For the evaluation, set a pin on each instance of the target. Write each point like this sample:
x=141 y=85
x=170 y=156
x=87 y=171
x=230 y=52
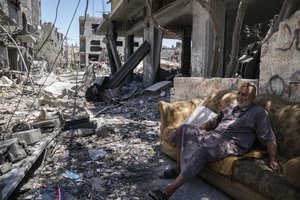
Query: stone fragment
x=29 y=136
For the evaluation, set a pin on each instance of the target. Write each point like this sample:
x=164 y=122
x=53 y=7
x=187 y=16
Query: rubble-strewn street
x=95 y=150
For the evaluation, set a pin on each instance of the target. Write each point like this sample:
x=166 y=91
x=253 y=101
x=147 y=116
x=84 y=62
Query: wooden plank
x=158 y=86
x=12 y=179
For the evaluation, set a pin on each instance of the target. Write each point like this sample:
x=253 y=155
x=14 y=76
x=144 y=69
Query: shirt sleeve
x=264 y=129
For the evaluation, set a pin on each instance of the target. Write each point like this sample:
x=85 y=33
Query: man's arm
x=272 y=151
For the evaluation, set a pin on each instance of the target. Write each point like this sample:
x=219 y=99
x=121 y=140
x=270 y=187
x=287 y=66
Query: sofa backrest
x=284 y=115
x=285 y=119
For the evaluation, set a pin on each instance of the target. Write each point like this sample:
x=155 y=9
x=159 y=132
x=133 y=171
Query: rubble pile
x=91 y=150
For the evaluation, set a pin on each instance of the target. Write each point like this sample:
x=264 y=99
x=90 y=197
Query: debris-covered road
x=114 y=152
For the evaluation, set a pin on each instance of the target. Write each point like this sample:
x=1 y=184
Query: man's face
x=243 y=97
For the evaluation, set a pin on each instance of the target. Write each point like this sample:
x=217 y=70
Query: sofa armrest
x=172 y=115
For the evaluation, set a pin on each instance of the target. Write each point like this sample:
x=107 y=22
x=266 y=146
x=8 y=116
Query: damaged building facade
x=20 y=21
x=206 y=29
x=93 y=47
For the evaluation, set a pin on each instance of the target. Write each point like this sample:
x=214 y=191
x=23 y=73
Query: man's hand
x=272 y=151
x=275 y=166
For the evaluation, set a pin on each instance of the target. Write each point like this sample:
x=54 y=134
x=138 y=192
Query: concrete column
x=186 y=51
x=202 y=39
x=128 y=51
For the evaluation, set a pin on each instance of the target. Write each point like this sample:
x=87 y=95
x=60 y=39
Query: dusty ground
x=129 y=135
x=120 y=161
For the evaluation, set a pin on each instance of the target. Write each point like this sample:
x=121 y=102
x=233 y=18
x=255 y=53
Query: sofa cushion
x=285 y=119
x=200 y=115
x=256 y=174
x=291 y=171
x=173 y=115
x=220 y=100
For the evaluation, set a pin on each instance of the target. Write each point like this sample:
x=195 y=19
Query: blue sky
x=66 y=10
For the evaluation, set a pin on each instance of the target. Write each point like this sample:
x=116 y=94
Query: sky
x=65 y=13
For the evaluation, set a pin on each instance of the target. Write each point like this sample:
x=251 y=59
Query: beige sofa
x=248 y=177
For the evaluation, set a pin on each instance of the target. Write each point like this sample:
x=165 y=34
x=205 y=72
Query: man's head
x=246 y=94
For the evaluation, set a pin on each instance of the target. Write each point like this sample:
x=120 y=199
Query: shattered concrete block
x=30 y=136
x=16 y=153
x=6 y=80
x=75 y=115
x=5 y=167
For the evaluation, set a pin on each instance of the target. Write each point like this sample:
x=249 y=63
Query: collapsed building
x=20 y=21
x=211 y=39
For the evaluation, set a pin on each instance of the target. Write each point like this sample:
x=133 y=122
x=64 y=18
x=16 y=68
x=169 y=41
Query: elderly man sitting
x=232 y=132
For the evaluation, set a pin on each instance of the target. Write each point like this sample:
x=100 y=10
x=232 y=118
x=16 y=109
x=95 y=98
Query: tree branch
x=236 y=37
x=208 y=6
x=284 y=13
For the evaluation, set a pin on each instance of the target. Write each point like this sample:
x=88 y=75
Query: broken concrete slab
x=16 y=153
x=75 y=115
x=92 y=125
x=47 y=80
x=11 y=179
x=48 y=123
x=157 y=87
x=29 y=136
x=81 y=132
x=58 y=89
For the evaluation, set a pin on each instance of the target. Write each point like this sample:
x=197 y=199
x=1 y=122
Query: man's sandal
x=169 y=173
x=157 y=195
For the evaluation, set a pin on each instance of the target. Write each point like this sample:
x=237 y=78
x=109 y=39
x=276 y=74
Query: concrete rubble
x=64 y=146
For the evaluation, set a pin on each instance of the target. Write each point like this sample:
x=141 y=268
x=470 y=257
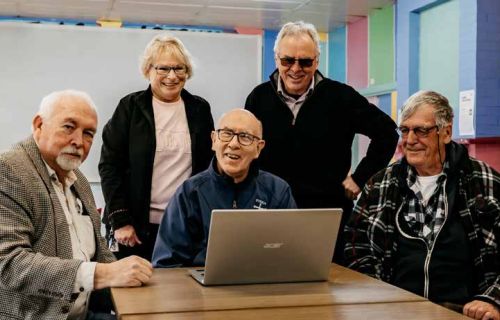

============================================================

## PROBLEM TO SOLVE
Identify each line of the material above that contains the word "concrete" and copy every such line in full.

## REPLY
Query: concrete column
Query: shattered concrete block
Query: broken concrete slab
Query: concrete rubble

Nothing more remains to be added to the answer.